● TEXT FOR ANALYSIS
=======

The better and more noteworthy upgrade comes from the subtle and nuanced application of HDR. The improved contrast balance displays crisp, beaming whites in the clothing, the lights, and various rooms throughout the factory - most notably in the Wonkavision studio. Specular highlights have a more energetic and radiant luminosity, adding a tighter sparkle to Slugworth's glasses showing a narrower glow in the light fixtures to reveal more details in the hottest areas and supply a more natural realistic sheen to metallic surfaces. The Fizzy Lifting Drinks room is a great example there. Black levels remain spot-on and true with stronger gradational differences in the various shades, allowing for better visibility of the finer aspects within the darkest shadows, such as when Charlie bumps into Slugworth in the dark tunnel.
Awash in a fine, consistent layer of natural grain, this 4K presentation is the best the film has ever looked on any format with a lovely, cinematic quality though some fans might take issue with the framing changes. (HDR10 Video Rating: 82/100)
2021 Ultra HD
The wacky candy maker opens his doors to UHD with a new DTS-HD MA 5.1 soundtrack, which does not reveal any significantly discernable differences from its Dolby TrueHD 5.1 counterpart. Far as I could tell, this remains the same front-heavy presentation delivering well prioritized and intelligible vocals while the music and atmospherics expand across the screen, generating an expansive and engaging soundstage. The mid-range exhibits excellent definition and clarity while the low-end and rear activity is practically non-existent, save for some very trivial echo effects.
For a more in-depth take on the audio quality, you can read our review of the Blu-ray HERE. (Audio Rating: 70/100)
2021 Ultra HD
Supplements mirror those enjoyed on previous Blu-ray editions and available on the accompanying BD disc.

=======

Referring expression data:
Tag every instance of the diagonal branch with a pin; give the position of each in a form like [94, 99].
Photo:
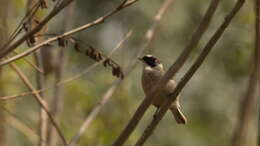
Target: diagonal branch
[21, 126]
[172, 71]
[101, 19]
[109, 92]
[172, 97]
[6, 50]
[248, 100]
[39, 99]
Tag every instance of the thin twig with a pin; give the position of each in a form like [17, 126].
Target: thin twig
[59, 71]
[6, 50]
[123, 5]
[39, 99]
[21, 126]
[248, 100]
[65, 81]
[172, 97]
[103, 99]
[170, 73]
[31, 64]
[19, 28]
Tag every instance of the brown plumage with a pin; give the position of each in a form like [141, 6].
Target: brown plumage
[152, 73]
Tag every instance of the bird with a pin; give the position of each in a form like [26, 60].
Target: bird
[153, 71]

=======

● WORK REQUIRED
According to the review text above, what format is the new soundtrack on the Ultra HD release?

● ANSWER AREA
DTS-HD MA 5.1.